● **TASK TO COMPLETE**
Report how many lines in the records contain the word "shadow", with case counting, and give only the number.

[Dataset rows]
>> Begin

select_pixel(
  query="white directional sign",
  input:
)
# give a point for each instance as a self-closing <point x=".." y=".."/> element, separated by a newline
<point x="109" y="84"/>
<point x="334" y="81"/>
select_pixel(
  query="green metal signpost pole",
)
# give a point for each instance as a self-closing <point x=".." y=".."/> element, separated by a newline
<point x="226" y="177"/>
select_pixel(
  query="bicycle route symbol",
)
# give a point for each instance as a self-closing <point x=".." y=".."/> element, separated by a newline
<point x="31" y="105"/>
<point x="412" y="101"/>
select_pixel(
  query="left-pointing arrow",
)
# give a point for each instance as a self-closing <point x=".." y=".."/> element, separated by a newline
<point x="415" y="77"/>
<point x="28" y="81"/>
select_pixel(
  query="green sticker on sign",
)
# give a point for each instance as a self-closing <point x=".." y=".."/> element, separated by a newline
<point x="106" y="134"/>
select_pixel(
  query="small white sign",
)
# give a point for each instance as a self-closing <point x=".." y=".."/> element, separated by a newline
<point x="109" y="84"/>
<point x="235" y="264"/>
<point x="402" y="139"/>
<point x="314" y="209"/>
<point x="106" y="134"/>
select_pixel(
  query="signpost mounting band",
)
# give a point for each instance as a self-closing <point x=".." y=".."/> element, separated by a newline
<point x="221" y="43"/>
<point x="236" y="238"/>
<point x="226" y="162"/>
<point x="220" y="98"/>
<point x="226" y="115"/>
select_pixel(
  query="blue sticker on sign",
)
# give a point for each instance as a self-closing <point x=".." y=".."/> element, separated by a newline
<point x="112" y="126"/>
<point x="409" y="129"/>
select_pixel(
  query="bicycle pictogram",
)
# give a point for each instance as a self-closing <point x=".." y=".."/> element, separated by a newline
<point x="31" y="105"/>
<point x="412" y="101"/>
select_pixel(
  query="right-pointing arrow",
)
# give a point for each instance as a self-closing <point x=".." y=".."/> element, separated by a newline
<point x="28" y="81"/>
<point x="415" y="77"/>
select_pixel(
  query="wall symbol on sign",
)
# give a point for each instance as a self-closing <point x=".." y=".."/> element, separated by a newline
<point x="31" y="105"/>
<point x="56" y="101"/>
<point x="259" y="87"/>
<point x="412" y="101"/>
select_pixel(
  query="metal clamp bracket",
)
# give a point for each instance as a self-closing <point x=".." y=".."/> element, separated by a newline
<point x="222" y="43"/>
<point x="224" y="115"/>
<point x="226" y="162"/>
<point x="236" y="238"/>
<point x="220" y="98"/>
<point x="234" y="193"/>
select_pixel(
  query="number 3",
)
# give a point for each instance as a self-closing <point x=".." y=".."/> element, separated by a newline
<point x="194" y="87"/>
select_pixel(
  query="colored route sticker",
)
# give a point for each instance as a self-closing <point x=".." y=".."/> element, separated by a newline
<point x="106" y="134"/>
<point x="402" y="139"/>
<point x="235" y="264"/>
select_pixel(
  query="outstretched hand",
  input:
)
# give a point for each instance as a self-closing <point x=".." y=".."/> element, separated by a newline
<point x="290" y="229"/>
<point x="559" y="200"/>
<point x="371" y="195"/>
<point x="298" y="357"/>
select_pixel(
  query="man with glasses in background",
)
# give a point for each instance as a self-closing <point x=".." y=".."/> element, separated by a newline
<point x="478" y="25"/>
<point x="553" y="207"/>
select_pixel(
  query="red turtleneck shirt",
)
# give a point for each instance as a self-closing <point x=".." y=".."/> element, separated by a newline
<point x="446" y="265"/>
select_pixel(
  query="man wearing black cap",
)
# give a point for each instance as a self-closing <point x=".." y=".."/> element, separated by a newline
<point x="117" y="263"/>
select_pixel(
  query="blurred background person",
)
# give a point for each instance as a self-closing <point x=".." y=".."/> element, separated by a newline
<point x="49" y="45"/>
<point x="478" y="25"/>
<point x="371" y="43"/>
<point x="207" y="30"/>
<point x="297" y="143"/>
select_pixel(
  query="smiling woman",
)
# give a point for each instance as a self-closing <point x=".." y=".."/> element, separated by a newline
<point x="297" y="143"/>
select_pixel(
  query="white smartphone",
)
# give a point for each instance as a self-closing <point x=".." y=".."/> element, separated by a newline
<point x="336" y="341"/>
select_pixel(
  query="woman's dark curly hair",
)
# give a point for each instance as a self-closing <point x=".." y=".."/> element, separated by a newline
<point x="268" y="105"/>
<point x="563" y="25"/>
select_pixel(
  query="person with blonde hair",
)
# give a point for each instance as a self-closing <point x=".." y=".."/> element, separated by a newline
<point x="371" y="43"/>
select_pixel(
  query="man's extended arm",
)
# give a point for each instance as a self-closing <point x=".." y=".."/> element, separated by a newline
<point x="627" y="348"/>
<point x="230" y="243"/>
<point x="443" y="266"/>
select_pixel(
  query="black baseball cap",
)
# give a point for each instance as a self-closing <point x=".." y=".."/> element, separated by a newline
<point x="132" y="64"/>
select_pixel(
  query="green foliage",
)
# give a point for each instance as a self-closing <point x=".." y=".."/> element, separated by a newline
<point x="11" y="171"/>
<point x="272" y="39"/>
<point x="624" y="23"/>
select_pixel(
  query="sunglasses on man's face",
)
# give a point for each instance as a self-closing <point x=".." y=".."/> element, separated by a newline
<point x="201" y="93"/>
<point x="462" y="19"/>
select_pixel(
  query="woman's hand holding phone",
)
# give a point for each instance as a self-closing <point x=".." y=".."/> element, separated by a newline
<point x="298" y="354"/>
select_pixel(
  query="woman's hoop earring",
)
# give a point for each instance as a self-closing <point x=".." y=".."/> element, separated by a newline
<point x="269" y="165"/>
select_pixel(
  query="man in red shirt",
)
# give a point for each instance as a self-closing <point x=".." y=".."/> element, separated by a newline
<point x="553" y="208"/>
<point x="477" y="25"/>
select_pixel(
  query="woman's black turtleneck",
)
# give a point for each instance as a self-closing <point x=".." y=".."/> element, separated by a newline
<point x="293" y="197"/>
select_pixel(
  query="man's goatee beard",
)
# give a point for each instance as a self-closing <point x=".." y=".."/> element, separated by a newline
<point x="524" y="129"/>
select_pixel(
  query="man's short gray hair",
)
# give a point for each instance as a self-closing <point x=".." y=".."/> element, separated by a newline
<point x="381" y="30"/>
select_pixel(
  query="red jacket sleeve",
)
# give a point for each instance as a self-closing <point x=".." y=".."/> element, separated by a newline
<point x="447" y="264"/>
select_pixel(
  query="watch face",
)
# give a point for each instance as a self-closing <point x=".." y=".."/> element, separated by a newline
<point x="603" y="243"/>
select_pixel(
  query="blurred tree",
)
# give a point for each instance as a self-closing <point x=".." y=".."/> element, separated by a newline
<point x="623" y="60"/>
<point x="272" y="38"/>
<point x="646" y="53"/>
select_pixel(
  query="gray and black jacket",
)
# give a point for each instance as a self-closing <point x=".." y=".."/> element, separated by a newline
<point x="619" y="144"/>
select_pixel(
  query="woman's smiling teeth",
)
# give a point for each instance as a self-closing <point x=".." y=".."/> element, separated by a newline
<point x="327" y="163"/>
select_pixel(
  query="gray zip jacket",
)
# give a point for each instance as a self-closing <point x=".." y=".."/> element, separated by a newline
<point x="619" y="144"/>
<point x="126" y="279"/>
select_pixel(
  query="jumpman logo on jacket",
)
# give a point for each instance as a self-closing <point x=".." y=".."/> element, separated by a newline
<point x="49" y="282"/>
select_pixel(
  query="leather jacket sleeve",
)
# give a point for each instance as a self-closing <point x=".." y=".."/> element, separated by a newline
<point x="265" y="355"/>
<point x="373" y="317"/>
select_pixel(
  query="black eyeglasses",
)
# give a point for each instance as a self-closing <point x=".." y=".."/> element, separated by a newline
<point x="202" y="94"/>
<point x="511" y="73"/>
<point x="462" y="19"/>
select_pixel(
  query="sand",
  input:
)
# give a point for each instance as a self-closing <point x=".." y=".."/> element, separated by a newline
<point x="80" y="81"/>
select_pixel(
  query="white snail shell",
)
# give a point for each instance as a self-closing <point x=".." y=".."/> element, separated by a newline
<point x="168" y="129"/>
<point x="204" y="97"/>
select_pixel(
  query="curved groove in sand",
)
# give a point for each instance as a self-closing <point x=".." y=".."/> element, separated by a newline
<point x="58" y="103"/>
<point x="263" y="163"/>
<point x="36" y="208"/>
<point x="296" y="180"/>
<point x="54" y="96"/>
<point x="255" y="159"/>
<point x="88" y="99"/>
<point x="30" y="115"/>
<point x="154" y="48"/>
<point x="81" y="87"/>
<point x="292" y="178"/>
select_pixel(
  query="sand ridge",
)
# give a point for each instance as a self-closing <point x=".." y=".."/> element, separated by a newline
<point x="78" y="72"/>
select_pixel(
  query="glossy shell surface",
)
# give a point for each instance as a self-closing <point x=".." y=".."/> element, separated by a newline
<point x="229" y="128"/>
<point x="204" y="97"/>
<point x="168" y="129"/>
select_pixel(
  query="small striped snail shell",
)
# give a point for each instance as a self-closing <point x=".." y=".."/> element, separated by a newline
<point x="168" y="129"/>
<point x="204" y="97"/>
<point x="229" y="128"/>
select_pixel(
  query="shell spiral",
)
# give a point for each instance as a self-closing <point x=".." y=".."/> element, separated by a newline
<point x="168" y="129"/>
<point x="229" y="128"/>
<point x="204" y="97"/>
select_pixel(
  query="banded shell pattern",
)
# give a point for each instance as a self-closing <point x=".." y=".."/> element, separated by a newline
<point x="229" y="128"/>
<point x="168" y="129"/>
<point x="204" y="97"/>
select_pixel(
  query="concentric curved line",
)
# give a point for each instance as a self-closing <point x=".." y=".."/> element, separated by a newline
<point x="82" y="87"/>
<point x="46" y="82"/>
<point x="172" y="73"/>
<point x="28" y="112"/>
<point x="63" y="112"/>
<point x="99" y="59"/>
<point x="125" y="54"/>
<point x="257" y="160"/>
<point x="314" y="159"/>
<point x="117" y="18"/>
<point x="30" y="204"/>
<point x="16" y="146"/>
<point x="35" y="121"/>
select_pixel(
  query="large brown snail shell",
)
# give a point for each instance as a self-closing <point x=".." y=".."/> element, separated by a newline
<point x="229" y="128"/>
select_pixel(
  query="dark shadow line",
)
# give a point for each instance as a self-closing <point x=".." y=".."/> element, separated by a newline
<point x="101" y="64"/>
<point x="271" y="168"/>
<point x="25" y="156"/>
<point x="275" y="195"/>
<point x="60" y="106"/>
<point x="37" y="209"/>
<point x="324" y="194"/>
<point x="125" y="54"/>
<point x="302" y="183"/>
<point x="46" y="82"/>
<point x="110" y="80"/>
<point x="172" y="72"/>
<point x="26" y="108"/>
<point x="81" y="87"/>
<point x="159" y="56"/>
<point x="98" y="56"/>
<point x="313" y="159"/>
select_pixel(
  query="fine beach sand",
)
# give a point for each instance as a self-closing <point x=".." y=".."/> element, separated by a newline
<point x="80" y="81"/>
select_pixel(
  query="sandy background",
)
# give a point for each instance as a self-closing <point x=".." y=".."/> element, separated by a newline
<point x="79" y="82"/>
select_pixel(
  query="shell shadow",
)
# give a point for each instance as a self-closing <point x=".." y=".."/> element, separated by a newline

>> End

● **FINISHED TASK**
2